WORK TO BE COMPLETED »
Write out the data below in full. Keep it exact.

DATASET RECORDS »
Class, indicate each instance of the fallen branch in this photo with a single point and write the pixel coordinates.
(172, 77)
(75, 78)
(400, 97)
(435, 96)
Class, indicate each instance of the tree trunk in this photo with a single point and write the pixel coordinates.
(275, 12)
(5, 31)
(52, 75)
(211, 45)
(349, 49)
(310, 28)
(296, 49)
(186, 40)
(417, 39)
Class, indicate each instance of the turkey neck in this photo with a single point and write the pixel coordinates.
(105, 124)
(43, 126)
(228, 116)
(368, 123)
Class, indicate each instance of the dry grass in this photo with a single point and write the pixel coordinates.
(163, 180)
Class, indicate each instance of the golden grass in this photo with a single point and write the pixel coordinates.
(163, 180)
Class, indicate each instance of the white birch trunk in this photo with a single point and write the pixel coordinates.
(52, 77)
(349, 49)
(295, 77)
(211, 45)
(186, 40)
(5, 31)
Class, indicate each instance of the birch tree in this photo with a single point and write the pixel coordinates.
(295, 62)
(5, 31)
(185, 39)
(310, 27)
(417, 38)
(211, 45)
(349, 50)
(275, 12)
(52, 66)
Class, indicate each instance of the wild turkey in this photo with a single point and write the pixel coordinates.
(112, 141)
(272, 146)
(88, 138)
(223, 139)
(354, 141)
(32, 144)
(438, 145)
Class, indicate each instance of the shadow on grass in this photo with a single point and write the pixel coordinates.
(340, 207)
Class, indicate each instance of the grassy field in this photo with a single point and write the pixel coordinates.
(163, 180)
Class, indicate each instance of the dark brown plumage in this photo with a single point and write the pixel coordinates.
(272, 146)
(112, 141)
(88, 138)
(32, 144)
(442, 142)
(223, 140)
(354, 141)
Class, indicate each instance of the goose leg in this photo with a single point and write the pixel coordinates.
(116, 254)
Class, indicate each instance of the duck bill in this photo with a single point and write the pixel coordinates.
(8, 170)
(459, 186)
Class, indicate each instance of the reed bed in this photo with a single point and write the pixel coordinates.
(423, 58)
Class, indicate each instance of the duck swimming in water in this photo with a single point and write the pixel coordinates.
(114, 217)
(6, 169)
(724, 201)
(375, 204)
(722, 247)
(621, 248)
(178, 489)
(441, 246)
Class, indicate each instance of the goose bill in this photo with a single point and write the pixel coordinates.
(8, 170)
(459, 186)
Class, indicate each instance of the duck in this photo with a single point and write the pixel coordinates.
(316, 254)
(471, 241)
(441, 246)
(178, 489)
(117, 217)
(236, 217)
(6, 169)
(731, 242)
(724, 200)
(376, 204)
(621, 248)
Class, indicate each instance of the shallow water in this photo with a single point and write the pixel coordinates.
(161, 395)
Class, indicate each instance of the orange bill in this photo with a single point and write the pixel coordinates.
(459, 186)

EXPECTED ANSWER »
Class, indicate each instance of the fallen branch in this photo with a single point and write the pixel coordinates.
(172, 77)
(75, 78)
(400, 97)
(435, 96)
Class, indicate each instance of the tree trunk in this photo with a single point and write the pixel coordinates.
(275, 12)
(5, 31)
(52, 75)
(211, 45)
(349, 49)
(310, 28)
(296, 49)
(186, 40)
(417, 39)
Class, indicate each instance of the turkey neck in this photo with a single point and write the pixel coordinates.
(105, 124)
(43, 126)
(228, 116)
(368, 123)
Class, indicate each instance of the dry grass in this photo with a single point and write the pixel coordinates.
(163, 180)
Class, indicate each instance of the golden grass in this photo with a single point and write the pixel coordinates.
(163, 180)
Class, indicate each instance of the white birch trunk in this photo with a single point and write the pixel coordinates.
(52, 77)
(349, 49)
(295, 77)
(211, 45)
(186, 40)
(5, 31)
Class, indicate each instance of the birch tree in this photo with a single point and write the pixel coordinates.
(295, 62)
(5, 31)
(185, 39)
(310, 27)
(417, 38)
(211, 45)
(349, 50)
(275, 12)
(52, 66)
Class, indicate each instance of the wild turkey in this photo with a single point and write the pixel coordinates.
(112, 141)
(272, 146)
(88, 138)
(223, 139)
(354, 141)
(32, 144)
(438, 145)
Class, indicate each instance of the shadow on grass in this photo with a single point and write the pixel coordinates.
(340, 207)
Class, indicate each instance of the grassy field in this photo with a single point and write the pixel coordinates.
(163, 180)
Class, indicate each instance of the dark brown plumage in this photo with a single point and write the pixel coordinates.
(272, 146)
(112, 141)
(88, 138)
(32, 144)
(442, 142)
(223, 140)
(354, 141)
Class, indicate each instance of the goose leg in this photo with a single point and write the pixel coordinates.
(116, 254)
Class, indicate each instance of the duck bill in this photo with a single point and write the pixel coordinates.
(8, 170)
(459, 186)
Class, indicate each instance of the reed bed in this photo with a single point and write the pixel coordinates.
(423, 58)
Class, indicate each instance of the duck swimming in water in this photo with a single point and write the pixel coordinates.
(114, 217)
(6, 169)
(724, 201)
(375, 204)
(722, 247)
(621, 248)
(178, 489)
(441, 246)
Class, indicate each instance of the goose bill in this photo with a single point and write the pixel coordinates.
(8, 170)
(459, 186)
Class, indicate each instance of the duck in this photo with a single point and write the pixel coordinates.
(316, 254)
(471, 241)
(441, 246)
(178, 489)
(117, 217)
(236, 217)
(6, 169)
(731, 242)
(724, 200)
(376, 204)
(621, 248)
Class, indicate each instance of the shallow water in this photo with a single point and write the pixel coordinates.
(161, 395)
Class, indicate each instance of the orange bill in this photo with a single point and write the pixel coordinates.
(459, 186)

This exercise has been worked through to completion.